- Exercise objective -
In the family history below about Annie Phillips, what was the name of the ship on which she and George Williams sailed for Queensland?

Annie Phillips previously Williams nee Clark
On 7th November 1944 Annie Phillips drew her final earthly breath.
She was 84 years, 7 months and 20 days of age and she was my Great Grandmother.
Although I have no recollection of her face I remember being taken to visit her, a bedridden old lady, when I was very young. “Matilda” was the name given to a doll she made for me.
She was born Annie Clark and grew up in the lovely Cotswold town of Wotton Under Edge in Gloucestershire, U.K.
On Boxing Day 1888 she married George Williams, farmer, of Great House Farm, Llanllowell, Monmouthshire. Her brother, Charles, was a witness to the marriage. The newly-weds set sail on the Jumna for Queensland.
I imagine Annie experienced a range of emotions as she prepared to leave all that was familiar – excitement, anticipation and perhaps apprehension as she contemplated life in a new land.
She brought with her from the old country one custom that has become a family tradition. On the morning of New Year’s Day, pick a sprig, large or small, from a living shrub or tree, bring it indoors and keep it safe until next New Year’s morning. This bringing-in is a symbol of faith that there will always be something coming in during the year.
Annie and George arrived Brisbane on 4th February 1889 and George soon acquired land at North Pine. It was here their three children were born – Ethel May 1890, Benjamin George, born and died 1891, and Benjamin born 1892.
The North Pine land proved unsuitable for farming, so George relinquished it and selected 160 acres at Dulong. (Por. 96v) The land was covered with dense scrub and areas had to be cleared before income producing crops could be planted. The couple soon became part of the small, isolated community. George was the first Mailman for the Dulong district, walking to Nambour to collect, then deliver, mail for residents. He was Treasurer of the School Building Committee and Secretary of the Provisional School Committee.
Life was progressing satisfactorily for the Williams family when tragedy struck in May 1896. A tree, later found to be rotten, suddenly collapsed and fell on George, killing him instantly. It is not difficult to imagine Annie’s grief and devastation. Quite apart from grief at the loss of her loved husband, the future for widows such as Annie who had no extended family was very bleak. Remarriage was often the only option for survival. The inscription on George’s headstone in the old Nambour Cemetery reads “Not Forgotten” as Annie prepared to marry again.

- Material supplied -
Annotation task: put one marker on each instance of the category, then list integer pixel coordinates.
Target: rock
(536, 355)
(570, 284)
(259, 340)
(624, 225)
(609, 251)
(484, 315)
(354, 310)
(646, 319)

- Task answer -
The Jumna